__Your assignment__: Your response should be the complete listing, returned exactly as written.

__Dataset records__:
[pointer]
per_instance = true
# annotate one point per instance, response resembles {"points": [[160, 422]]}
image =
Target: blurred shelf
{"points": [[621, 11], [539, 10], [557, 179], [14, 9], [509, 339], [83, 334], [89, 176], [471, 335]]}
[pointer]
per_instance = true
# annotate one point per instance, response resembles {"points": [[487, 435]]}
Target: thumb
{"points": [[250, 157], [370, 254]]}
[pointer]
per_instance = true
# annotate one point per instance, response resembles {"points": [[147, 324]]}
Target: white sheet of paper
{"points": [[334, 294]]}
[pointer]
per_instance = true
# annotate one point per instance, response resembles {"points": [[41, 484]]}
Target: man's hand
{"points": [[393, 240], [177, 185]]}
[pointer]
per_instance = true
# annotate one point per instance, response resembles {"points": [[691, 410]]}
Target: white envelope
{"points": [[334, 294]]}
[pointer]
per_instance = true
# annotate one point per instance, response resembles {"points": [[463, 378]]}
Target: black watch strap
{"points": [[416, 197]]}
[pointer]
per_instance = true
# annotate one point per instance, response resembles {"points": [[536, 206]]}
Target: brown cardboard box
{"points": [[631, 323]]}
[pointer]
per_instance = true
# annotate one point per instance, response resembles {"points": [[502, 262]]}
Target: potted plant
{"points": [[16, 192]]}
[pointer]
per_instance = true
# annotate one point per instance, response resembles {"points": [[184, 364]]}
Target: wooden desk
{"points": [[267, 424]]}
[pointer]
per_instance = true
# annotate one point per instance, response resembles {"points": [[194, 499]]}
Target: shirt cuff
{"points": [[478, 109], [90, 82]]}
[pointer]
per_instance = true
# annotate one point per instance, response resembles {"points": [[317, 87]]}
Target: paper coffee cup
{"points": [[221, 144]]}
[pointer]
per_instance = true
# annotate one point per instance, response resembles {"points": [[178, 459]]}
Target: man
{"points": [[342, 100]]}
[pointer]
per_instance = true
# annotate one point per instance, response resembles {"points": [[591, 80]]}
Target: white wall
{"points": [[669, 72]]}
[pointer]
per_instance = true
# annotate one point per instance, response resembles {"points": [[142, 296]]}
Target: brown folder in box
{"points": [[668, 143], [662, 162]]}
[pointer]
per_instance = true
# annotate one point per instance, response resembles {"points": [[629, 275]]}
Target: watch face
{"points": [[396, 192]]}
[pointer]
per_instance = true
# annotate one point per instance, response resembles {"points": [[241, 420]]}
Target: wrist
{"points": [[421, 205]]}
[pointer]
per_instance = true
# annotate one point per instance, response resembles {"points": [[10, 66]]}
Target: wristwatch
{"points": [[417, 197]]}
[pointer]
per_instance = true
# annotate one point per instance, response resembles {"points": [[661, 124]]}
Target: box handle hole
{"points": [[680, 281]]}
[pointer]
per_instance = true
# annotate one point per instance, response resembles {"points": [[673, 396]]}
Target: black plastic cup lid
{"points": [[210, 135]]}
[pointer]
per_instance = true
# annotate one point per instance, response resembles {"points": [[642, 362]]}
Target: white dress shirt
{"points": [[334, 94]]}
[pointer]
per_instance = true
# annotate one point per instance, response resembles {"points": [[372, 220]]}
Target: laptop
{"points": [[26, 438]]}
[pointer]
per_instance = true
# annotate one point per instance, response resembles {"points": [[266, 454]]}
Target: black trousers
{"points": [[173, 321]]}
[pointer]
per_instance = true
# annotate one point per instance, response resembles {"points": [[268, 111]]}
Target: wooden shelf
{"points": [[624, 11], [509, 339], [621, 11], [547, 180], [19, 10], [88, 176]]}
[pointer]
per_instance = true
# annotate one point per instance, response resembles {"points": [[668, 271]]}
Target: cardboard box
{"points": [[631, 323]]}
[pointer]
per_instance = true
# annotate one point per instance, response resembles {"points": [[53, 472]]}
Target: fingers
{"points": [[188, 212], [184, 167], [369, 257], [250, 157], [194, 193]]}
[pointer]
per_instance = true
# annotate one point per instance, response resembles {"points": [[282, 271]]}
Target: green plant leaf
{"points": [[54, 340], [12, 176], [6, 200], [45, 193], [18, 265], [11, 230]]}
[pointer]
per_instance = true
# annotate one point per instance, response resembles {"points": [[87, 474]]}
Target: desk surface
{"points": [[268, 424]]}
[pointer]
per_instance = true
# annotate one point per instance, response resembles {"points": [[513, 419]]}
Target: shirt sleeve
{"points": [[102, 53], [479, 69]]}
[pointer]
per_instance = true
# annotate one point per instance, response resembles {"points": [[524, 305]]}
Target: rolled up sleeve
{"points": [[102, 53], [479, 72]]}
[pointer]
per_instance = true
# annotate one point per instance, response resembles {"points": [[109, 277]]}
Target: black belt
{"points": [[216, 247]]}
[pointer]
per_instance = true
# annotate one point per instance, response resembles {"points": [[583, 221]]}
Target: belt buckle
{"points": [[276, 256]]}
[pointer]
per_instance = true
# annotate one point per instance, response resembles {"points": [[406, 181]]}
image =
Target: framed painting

__Result of this task__:
[pointer]
per_instance = true
# annotate one point per instance, response resembles {"points": [[160, 422]]}
image =
Target: blurred shelf
{"points": [[621, 11], [539, 10], [557, 179], [14, 9], [509, 339], [83, 334], [89, 176], [471, 335]]}
[pointer]
per_instance = true
# annotate one point per instance, response resembles {"points": [[487, 435]]}
Target: thumb
{"points": [[250, 157], [370, 254]]}
[pointer]
per_instance = true
# annotate one point per instance, response resembles {"points": [[147, 324]]}
Target: white sheet of paper
{"points": [[334, 294]]}
[pointer]
per_instance = true
# annotate one point per instance, response resembles {"points": [[41, 484]]}
Target: man's hand
{"points": [[393, 240], [177, 185]]}
[pointer]
per_instance = true
# annotate one point per instance, response resembles {"points": [[691, 410]]}
Target: white envelope
{"points": [[334, 294]]}
[pointer]
per_instance = true
# annotate one point per instance, response resembles {"points": [[463, 378]]}
Target: black watch strap
{"points": [[416, 197]]}
[pointer]
per_instance = true
# annotate one point per instance, response resembles {"points": [[536, 206]]}
Target: brown cardboard box
{"points": [[631, 323]]}
[pointer]
per_instance = true
# annotate one point per instance, response resembles {"points": [[502, 262]]}
Target: potted plant
{"points": [[16, 192]]}
[pointer]
per_instance = true
# annotate one point per instance, response resembles {"points": [[184, 364]]}
Target: wooden desk
{"points": [[267, 424]]}
[pointer]
per_instance = true
# annotate one point per instance, response resembles {"points": [[194, 499]]}
Target: shirt cuff
{"points": [[478, 109], [90, 82]]}
[pointer]
per_instance = true
# annotate one point per instance, response resembles {"points": [[317, 87]]}
Target: paper coffee cup
{"points": [[221, 144]]}
[pointer]
per_instance = true
# annotate one point per instance, response resembles {"points": [[178, 459]]}
Target: man
{"points": [[342, 100]]}
[pointer]
per_instance = true
# annotate one point per instance, response resembles {"points": [[591, 80]]}
Target: white wall
{"points": [[669, 72]]}
[pointer]
per_instance = true
# annotate one point per instance, response resembles {"points": [[142, 296]]}
Target: brown folder in box
{"points": [[668, 143], [662, 162]]}
[pointer]
per_instance = true
# annotate one point per instance, response resembles {"points": [[629, 275]]}
Target: watch face
{"points": [[396, 192]]}
[pointer]
per_instance = true
# annotate one point per instance, response resembles {"points": [[241, 420]]}
Target: wrist
{"points": [[421, 205]]}
[pointer]
per_instance = true
# annotate one point per instance, response resembles {"points": [[10, 66]]}
Target: wristwatch
{"points": [[417, 197]]}
[pointer]
per_instance = true
# annotate one point per instance, response resembles {"points": [[661, 124]]}
Target: box handle hole
{"points": [[680, 281]]}
[pointer]
per_instance = true
# annotate one point per instance, response resembles {"points": [[673, 396]]}
Target: black plastic cup lid
{"points": [[210, 135]]}
[pointer]
per_instance = true
# annotate one point per instance, response resembles {"points": [[642, 362]]}
Target: white dress shirt
{"points": [[334, 94]]}
[pointer]
per_instance = true
# annotate one point per instance, response resembles {"points": [[372, 220]]}
Target: laptop
{"points": [[26, 438]]}
[pointer]
per_instance = true
# annotate one point per instance, response resembles {"points": [[266, 454]]}
Target: black trousers
{"points": [[173, 321]]}
[pointer]
per_instance = true
# annotate one point per instance, response resembles {"points": [[268, 111]]}
Target: wooden shelf
{"points": [[624, 11], [509, 339], [621, 11], [547, 180], [19, 10], [88, 176]]}
[pointer]
per_instance = true
# annotate one point per instance, response resembles {"points": [[668, 271]]}
Target: cardboard box
{"points": [[631, 323]]}
[pointer]
per_instance = true
# annotate one point per instance, response resembles {"points": [[53, 472]]}
Target: fingers
{"points": [[188, 212], [184, 167], [369, 257], [250, 157], [194, 193]]}
[pointer]
per_instance = true
# annotate one point per instance, response resembles {"points": [[282, 271]]}
Target: green plant leaf
{"points": [[54, 340], [12, 176], [6, 200], [45, 193], [18, 265], [11, 230]]}
[pointer]
per_instance = true
# annotate one point per instance, response resembles {"points": [[87, 474]]}
Target: desk surface
{"points": [[268, 424]]}
[pointer]
per_instance = true
# annotate one point per instance, response resembles {"points": [[513, 419]]}
Target: shirt sleeve
{"points": [[102, 53], [479, 69]]}
[pointer]
per_instance = true
# annotate one point per instance, response resembles {"points": [[524, 305]]}
Target: rolled up sleeve
{"points": [[102, 53], [479, 72]]}
[pointer]
per_instance = true
# annotate one point per instance, response resembles {"points": [[109, 277]]}
Target: black belt
{"points": [[216, 247]]}
[pointer]
per_instance = true
# annotate one point per instance, response resembles {"points": [[583, 221]]}
Target: belt buckle
{"points": [[276, 256]]}
[pointer]
per_instance = true
# annotate one point per instance, response resembles {"points": [[406, 181]]}
image =
Target: framed painting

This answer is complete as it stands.